--- start ---

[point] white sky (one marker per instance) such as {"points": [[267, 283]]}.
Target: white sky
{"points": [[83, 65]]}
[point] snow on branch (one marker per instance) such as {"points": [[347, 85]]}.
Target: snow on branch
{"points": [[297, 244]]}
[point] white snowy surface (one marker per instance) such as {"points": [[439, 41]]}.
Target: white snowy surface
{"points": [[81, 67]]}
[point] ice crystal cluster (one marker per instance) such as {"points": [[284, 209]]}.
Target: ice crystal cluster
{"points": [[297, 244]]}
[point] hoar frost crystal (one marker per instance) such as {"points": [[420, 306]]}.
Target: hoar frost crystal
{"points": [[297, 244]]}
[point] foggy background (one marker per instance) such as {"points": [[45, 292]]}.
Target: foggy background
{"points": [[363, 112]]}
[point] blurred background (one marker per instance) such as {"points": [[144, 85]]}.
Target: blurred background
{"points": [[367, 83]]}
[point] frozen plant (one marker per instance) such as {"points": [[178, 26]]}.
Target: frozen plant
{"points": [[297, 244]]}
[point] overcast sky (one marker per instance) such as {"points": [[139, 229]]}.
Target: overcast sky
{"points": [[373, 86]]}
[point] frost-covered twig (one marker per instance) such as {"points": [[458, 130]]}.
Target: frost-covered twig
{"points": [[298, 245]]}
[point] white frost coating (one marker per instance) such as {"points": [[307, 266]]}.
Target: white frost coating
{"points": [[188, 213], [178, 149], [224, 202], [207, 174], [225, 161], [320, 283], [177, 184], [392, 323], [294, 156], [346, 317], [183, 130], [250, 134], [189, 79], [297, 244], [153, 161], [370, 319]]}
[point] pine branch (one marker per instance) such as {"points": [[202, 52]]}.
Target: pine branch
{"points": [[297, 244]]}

--- end ---

§ Goal of the exercise
Print the whole listing again, exactly.

§ Output of the exercise
[point] white sky (one marker per instance) such as {"points": [[267, 283]]}.
Target: white sky
{"points": [[83, 65]]}
[point] snow on branch (one marker per instance) such as {"points": [[347, 85]]}.
Target: snow on branch
{"points": [[297, 244]]}
[point] white snowy surface (one marker per instance) such as {"points": [[439, 41]]}.
Target: white snowy surface
{"points": [[81, 67]]}
[point] ice crystal cluster (one marker per instance) such as {"points": [[284, 209]]}.
Target: ice crystal cluster
{"points": [[297, 244]]}
[point] hoar frost crystal (one marker per instance) such as {"points": [[420, 306]]}.
Target: hoar frost crystal
{"points": [[297, 244]]}
[point] foggy background (one marker per instance) such as {"points": [[45, 292]]}.
Target: foggy background
{"points": [[363, 112]]}
[point] blurred background (one marker per instance) such as {"points": [[144, 85]]}.
Target: blurred background
{"points": [[367, 83]]}
[point] frozen plant (one marker per instance) such as {"points": [[178, 26]]}.
Target: frozen plant
{"points": [[297, 244]]}
[point] overcast sky (one marker per instance) such as {"points": [[139, 229]]}.
Target: overcast sky
{"points": [[373, 86]]}
[point] frost-covered twig (one marker per instance) such as {"points": [[458, 130]]}.
Target: frost-covered twig
{"points": [[298, 245]]}
[point] white frost coating (one marker per instance) such as {"points": [[307, 266]]}.
Target: white frost coating
{"points": [[188, 213], [178, 149], [224, 202], [207, 174], [225, 161], [320, 283], [177, 184], [392, 323], [294, 156], [346, 317], [183, 130], [250, 134], [189, 79], [297, 244], [153, 161], [370, 319]]}
[point] pine branch (one marker per instance) such as {"points": [[202, 52]]}.
Target: pine branch
{"points": [[297, 244]]}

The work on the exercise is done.